Write out the lines of the records word for word, from the line with "Where can you spot the red performance" through the end of the records, including both the starting and final lines.

--- BEGIN Information provided ---

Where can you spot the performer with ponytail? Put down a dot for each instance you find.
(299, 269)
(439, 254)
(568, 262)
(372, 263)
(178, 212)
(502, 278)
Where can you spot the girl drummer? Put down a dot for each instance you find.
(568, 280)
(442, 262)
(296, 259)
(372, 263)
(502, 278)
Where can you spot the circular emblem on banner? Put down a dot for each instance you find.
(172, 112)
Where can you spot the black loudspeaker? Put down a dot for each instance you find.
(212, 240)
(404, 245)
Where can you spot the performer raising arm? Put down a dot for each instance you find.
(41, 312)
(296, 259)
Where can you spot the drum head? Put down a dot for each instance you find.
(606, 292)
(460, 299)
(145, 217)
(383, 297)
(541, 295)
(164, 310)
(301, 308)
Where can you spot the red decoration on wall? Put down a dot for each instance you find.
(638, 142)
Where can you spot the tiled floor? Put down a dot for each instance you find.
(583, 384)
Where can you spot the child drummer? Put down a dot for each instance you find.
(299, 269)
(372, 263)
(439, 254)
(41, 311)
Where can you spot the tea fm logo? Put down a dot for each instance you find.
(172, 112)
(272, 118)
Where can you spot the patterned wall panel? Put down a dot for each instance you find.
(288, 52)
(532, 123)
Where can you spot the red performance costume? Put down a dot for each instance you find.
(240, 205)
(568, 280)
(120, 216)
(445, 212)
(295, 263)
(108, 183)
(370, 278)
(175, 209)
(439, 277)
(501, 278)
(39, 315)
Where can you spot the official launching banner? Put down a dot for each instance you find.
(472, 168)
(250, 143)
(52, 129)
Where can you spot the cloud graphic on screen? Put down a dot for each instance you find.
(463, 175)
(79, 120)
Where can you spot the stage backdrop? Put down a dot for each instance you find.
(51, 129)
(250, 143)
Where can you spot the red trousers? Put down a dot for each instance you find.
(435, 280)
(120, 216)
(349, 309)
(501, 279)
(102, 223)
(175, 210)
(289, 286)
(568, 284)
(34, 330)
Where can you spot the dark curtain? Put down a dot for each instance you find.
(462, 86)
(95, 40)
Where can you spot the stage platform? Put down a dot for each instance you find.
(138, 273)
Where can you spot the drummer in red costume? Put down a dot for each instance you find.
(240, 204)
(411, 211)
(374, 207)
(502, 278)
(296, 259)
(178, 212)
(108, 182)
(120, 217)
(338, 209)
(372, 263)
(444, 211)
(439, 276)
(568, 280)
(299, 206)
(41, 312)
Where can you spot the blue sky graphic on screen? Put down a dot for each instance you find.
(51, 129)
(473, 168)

--- END Information provided ---

» Output below
Where can you spot the red performance costume? Put down a dot for each instance you find.
(240, 205)
(568, 280)
(120, 216)
(445, 212)
(295, 263)
(108, 183)
(370, 278)
(175, 209)
(439, 277)
(501, 278)
(39, 315)
Where can you spot the official launching banner? Put down a dot for each instance you find.
(472, 168)
(250, 143)
(52, 129)
Where can you spot the cloud graphic on screen? Put down a dot for each instance you find.
(463, 175)
(79, 120)
Where can you spot the stage backdrop? Put down a dot for each instance you find.
(51, 129)
(250, 143)
Where can you spot the red trousers? Put down a dot for each instance you find.
(435, 280)
(120, 216)
(349, 309)
(501, 279)
(102, 223)
(175, 210)
(289, 286)
(568, 284)
(34, 330)
Where can you spot the dark curtain? Put down a dot for each instance you find.
(462, 86)
(95, 40)
Where can you spot the stage platform? Put down a dot for each instance you find.
(138, 273)
Where can you spot the drummer in red costume? Put down a dot for each instance you find.
(240, 204)
(411, 211)
(374, 207)
(502, 278)
(296, 259)
(178, 212)
(108, 182)
(120, 217)
(338, 209)
(372, 263)
(444, 211)
(439, 276)
(568, 280)
(299, 206)
(41, 312)
Where can you spot the blue sky graphic on screen? Put down a dot for each instance you find.
(51, 129)
(473, 168)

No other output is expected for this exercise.